#### Task instructions
Say how many lines in the records hold the word "sample", and give nothing but that number.
START Data supplied
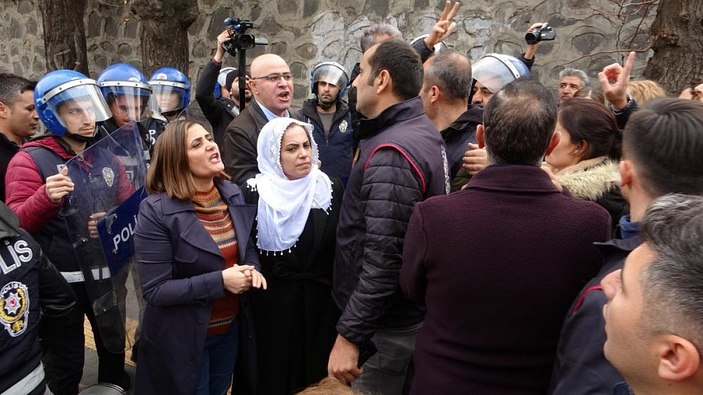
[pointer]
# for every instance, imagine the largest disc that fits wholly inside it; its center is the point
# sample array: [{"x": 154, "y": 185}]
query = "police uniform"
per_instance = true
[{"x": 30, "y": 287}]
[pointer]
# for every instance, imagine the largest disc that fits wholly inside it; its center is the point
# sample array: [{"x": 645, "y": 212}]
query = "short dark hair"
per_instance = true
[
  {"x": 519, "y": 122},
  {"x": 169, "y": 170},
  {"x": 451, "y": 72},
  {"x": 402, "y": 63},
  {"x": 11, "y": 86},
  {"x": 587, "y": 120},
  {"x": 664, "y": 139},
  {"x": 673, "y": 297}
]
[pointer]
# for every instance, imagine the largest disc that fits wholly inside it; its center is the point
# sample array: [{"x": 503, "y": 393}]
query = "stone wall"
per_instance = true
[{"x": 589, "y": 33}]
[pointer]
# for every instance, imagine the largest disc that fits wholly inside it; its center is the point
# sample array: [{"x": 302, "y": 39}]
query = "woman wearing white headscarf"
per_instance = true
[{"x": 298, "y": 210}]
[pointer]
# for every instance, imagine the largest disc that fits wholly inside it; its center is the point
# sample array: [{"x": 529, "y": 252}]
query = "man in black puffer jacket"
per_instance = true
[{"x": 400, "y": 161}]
END Data supplied
START Data supplied
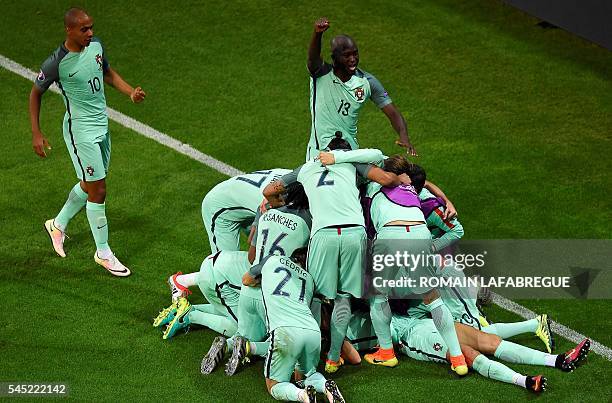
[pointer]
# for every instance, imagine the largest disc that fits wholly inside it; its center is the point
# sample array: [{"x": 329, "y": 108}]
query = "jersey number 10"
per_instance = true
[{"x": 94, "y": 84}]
END Data supplied
#### Answer
6